§ **WORK TO BE COMPLETED**
Pick up the passage on classifying ASAS variable stars after its last sentence and carry it forward.

Phased-folded light curves of the MACHO RRLs classified as EBs by the UPSILoN classifier. They show EB-like variability, implying that the MACHO classification might be incorrect. mV is the Johnson V-band magnitude derived from the MACHO magnitude using the conversion equation from Kunder & Chaboyer (2008). In each panel we show the periods of the light curves obtained from the Lomb-Scargle algorithm. We used twice these periods to plot the phase-folded light curves, because Lomb-Scargle occasionally returns half of the true period for EB-like variability.

3.3. ASAS

We downloaded ASAS V-band light curves and the accompanying catalog (ASAS Catalog of Variable Stars version 1.1; hereafter ACVS) from the ASAS website5 (Pojmanski 1997). We selected only sources with a unique classification (e.g., DSCT), thereby excluding sources with multiple classifications (e.g., DSCT/RRC/EC). We also discarded MISC-type sources, which have unclear variability class. After this filtering, the number of remaining sources is 10 779 (Table 10). The number of data points in the light curves varies between 200 and 2000, while 60% of the light curves have more than 400 data points. The duration of the light curves is about 9 yr. The limiting magnitude of the ASAS survey is V ~ 14, which is substantially brighter than the limits for OGLE, EROS-2, MACHO, and LINEAR.

Table 8

Number of objects per true class in the LINEAR dataset.

Table 11 (left panel) shows the UPSILoN classification performance. The average F1 score is 0.85, demonstrating that most ASAS periodic variables are successfully classified. However, F1 scores are relatively low for some classes such as RRL c and CEPH. This could be associated with the poor quality of the ACVS classification, which has been noted by previous studies also (Schmidt et al. 2009; Richards et al. 2012b). For instance, Schmidt et al. (2009) found that there exist serious biases in the CEPH classification of ACVS. Richards et al. (2012b) found the significant discrepancies between their classification and ACVS classification for RRL c and DSCT. We also find that our low precision for DSCT is mainly caused by the UPSILoN’s misclassification of EB EC (contact binaries) as DSCT. We visually checked the variability pattern of EB EC and DSCT classified by ACVS, and found that they are generally similar, as shown in Fig. 6. The low precision of EB ESD (semi-detached binary), 0.57, is likewise caused primarily by the confusion with EB EC, again due to their similar variability patterns. In contrast, the precision and recall of EB ED (detached binaries) are both fairly high: 0.93 and 0.96 respectively. This is because the variability pattern of EB ED – typically sharp flux gradients near its eclipses – is substantially different from that of EB EC or DSCT.

§ **DATA SHOWN**
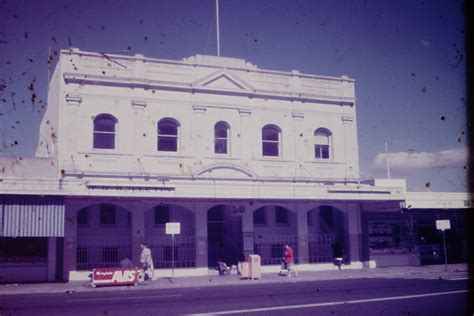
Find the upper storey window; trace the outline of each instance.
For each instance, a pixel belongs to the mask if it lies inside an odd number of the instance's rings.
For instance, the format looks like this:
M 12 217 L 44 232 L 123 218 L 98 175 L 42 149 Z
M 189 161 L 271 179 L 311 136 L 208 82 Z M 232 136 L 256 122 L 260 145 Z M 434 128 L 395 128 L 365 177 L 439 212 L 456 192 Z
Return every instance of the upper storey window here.
M 178 151 L 179 123 L 171 118 L 158 122 L 158 151 Z
M 262 155 L 278 157 L 280 155 L 281 130 L 275 125 L 265 125 L 262 128 Z
M 227 154 L 229 152 L 229 125 L 225 122 L 217 122 L 214 125 L 214 152 L 216 154 Z
M 94 148 L 115 149 L 117 119 L 110 114 L 101 114 L 94 119 Z
M 314 131 L 314 157 L 316 159 L 329 159 L 331 152 L 331 132 L 325 128 Z

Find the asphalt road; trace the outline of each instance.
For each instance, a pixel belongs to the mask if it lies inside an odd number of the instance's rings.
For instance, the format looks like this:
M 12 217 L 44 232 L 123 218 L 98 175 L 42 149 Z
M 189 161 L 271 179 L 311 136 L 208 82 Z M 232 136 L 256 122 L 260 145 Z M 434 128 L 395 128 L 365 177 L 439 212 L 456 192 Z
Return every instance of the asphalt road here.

§ **OUTPUT FOR THIS TASK**
Table 9

Classification quality of the LINEAR dataset.

4. Investigation of classification performance in the presence of other variability types: the HIPPARCOS periodic variable stars

We obtained a catalog of Hipparcos periodic variable stars and their corresponding light curves6 from Dubath et al. (2011). This dataset contains many variability types (e.g., rotational variability, eruptive variability) that are not in the UPSILoN training set, as well as types which are. Thus this dataset is suitable for examining the potential contamination to the UPSILoN classification by unaccounted for variability types. We refined each Hipparcos light curve by 3σ clipping, and by excluding light curves with spurious periods (see Sect. 2) as we did for the MACHO, LINEAR, and ASAS datasets (see Sect. 3). Table 12 gives the number of each Hipparcos variability type in the dataset after this refinement. The table also shows the corresponding UPSILoN classes. We then extracted the 16 features to predict a variability class. The average number of data points in the light curves is about 100, and the duration of the light curves varies from one to three years, which is much fewer and shorter than the other three datasets.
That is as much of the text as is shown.